*** Opening Information provided ***

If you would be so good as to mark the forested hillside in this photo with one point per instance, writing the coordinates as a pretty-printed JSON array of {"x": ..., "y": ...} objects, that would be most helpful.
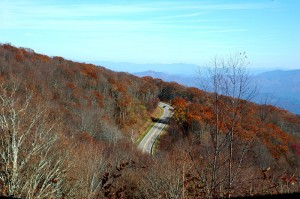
[{"x": 69, "y": 130}]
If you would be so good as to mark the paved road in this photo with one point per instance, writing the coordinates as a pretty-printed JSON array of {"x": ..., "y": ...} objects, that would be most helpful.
[{"x": 147, "y": 143}]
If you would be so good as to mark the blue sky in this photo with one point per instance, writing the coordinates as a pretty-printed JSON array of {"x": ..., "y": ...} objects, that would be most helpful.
[{"x": 156, "y": 31}]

*** Closing Information provided ***

▶ [Task instructions]: Repeat everything in the records above exactly; pictures are not part of the copy.

▶ [Solution below]:
If you would be so good as to mark the forested hillside in this photo with one point per instance, writing the coordinates as a pretty-printed JSON array of {"x": ..., "y": ...} objects, that would be most helpful.
[{"x": 69, "y": 130}]
If you would be so good as to mark the paved road in this photo with one point per instance, writing the coordinates as a pretty-printed JSON array of {"x": ..., "y": ...} objects, that would be most helpful.
[{"x": 147, "y": 143}]
If you would be so good as to mark the blue sky in this photo with one point per instance, writing the coordinates as a pretty-printed JSON array of {"x": ..., "y": ...} objects, that would be most helpful.
[{"x": 156, "y": 31}]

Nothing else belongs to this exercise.